**Task goal:** One part of the entries below is wanted: the lines from the one containing "Objective — one point per instance of the reddish" through the one containing "Objective — one point per instance of the black eyespot". Write those out exactly and nothing else.

**Records to use:**
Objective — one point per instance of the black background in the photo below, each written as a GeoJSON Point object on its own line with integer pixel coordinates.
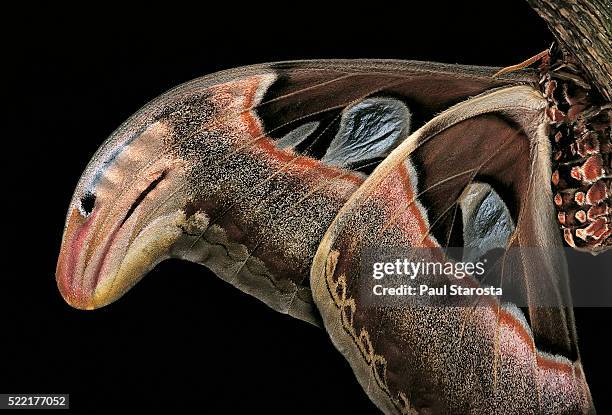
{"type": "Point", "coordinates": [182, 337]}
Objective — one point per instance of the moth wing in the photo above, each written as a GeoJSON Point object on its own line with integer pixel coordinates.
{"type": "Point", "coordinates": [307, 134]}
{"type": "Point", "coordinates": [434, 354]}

--

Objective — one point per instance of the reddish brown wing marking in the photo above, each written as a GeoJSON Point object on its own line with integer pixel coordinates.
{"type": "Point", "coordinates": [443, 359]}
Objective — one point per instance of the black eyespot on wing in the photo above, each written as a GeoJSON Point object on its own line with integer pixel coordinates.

...

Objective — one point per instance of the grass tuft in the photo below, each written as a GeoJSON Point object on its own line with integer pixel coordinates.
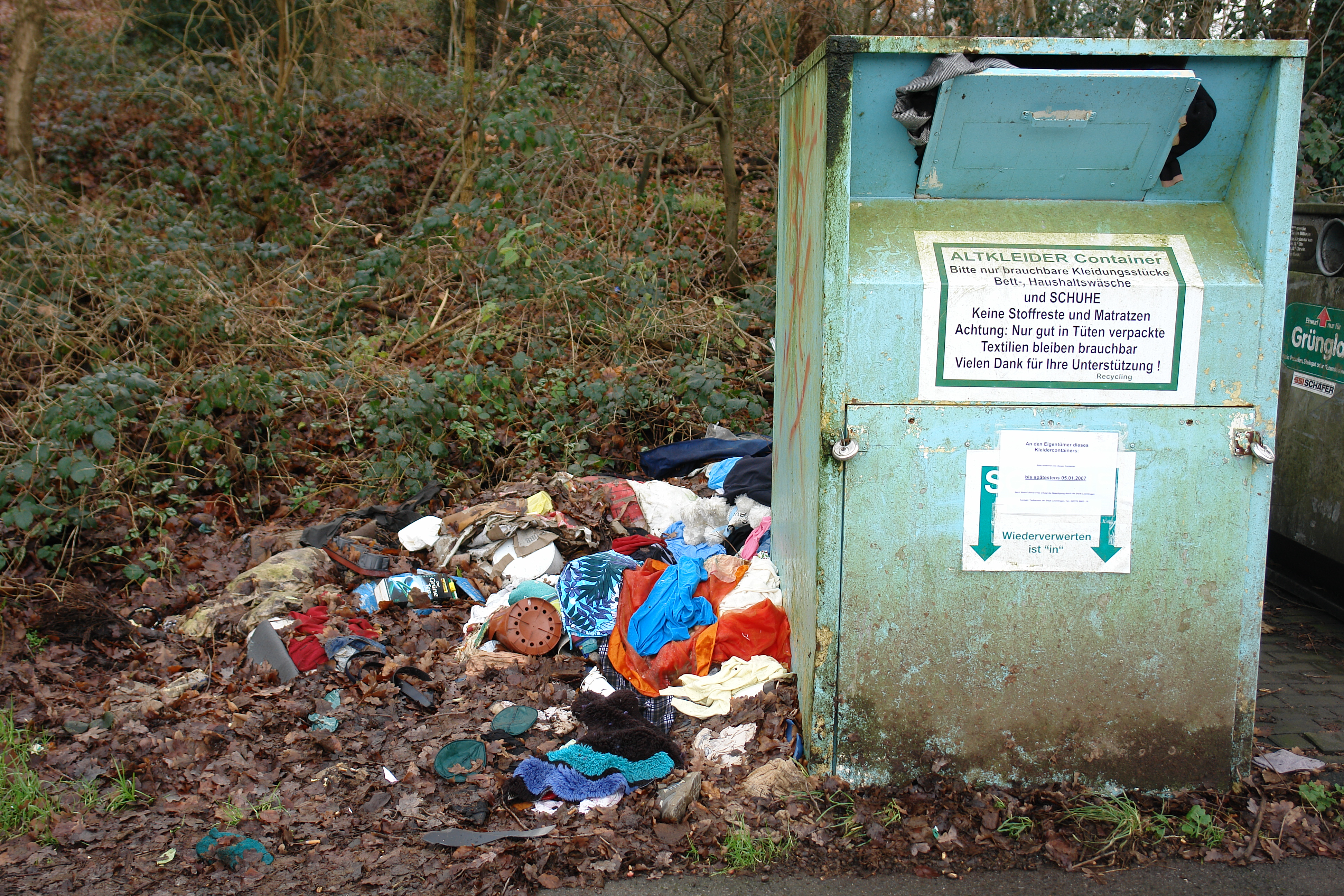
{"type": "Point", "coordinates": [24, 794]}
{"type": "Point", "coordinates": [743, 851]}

**Your solution:**
Objective — one point per instance of the reddish brown wing marking in the photo above, each written as a GeoJSON Point object on its own line with integer pixel coordinates.
{"type": "Point", "coordinates": [443, 359]}
Objective — one point per instance of the black eyespot on wing in the photo above, each written as a GeoJSON Point object on its own line with integer pixel coordinates.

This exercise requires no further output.